START Input data

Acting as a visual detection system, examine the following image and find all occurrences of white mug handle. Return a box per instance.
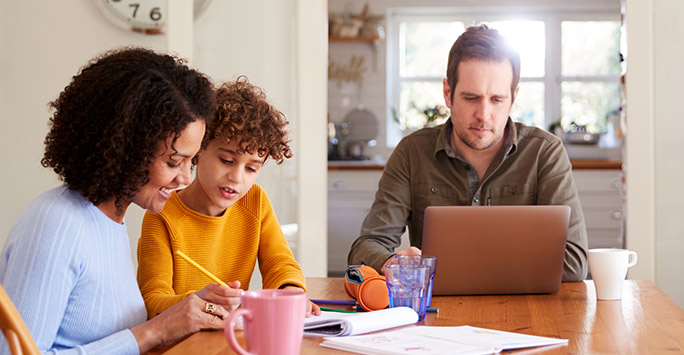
[627,251,638,268]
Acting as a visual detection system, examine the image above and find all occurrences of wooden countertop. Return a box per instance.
[570,160,622,169]
[328,160,622,171]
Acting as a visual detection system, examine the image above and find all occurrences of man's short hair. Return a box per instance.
[446,24,521,101]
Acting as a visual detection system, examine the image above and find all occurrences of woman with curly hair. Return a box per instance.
[0,47,240,354]
[137,76,320,325]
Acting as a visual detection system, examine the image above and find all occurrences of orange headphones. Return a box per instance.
[343,265,389,311]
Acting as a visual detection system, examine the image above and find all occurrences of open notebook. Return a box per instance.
[304,307,418,337]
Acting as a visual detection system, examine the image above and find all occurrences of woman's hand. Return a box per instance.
[282,285,321,317]
[131,292,226,353]
[131,281,243,352]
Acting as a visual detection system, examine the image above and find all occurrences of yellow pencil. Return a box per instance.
[175,250,228,287]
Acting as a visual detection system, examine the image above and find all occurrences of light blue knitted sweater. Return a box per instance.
[1,186,146,354]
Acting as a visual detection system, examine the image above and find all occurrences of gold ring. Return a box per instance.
[204,302,217,314]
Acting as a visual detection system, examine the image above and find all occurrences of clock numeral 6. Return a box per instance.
[150,7,162,21]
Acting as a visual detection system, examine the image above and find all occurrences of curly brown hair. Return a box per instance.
[42,47,216,211]
[208,76,292,164]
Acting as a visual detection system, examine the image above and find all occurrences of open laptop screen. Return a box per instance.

END Input data

> _Task details_
Output the data above exactly; pictures do not belong in the copy.

> _Output of the exercise_
Acting as a visual detection system, examine the following image and find all occurrences of white mug handle. Return a box per instance.
[627,251,638,268]
Acting as a visual detection system, examine the image above and find all occurrences of wooden countertop. Return a box per instance.
[570,160,622,169]
[328,160,622,171]
Acting as a visual detection system, examine the image above and find all occurrences of man's short hair. Return a box per instance.
[446,24,521,101]
Acting as a visual detection system, examine the image above and find all occurrences of woman with curly hair. Return a box per instance.
[0,47,240,354]
[137,76,320,325]
Acting as a visual detection system, examine the image above and find all occurrences of orange headphones. Return a box per instance.
[343,265,389,311]
Acting as a visual detection system, examine the image above and find all occurrences of open notebook. Return a box per instance.
[304,307,418,337]
Acting as a visual detection system, examine the image above and find all occurrences of woman's hand. Return a box per instance.
[282,285,321,317]
[131,292,226,353]
[131,281,243,352]
Acting as a visual detection system, examine the image above and find all occurrences of yellow pencil. Return a box per instance.
[175,250,228,287]
Acting as a visual detection system, examine the image above and find all occurrences of light blue knitted sweater. Return a box per instance.
[1,186,146,354]
Acting as a visual detection system, examine the image above and find all occurrences of gold ring. Return a box per instance.
[204,302,217,314]
Acting as a visual detection system, examine the image above and find all occurrences of clock numeral 6. Return a box per instance.
[150,7,162,21]
Acting as a visual detection system, examine the image above and find all occurrences of curly brown hair. Return a box per instance.
[42,47,216,211]
[208,76,292,164]
Acting as a visual detection system, examine the image above and find all occurrences of open laptop screen. Return a box per instance.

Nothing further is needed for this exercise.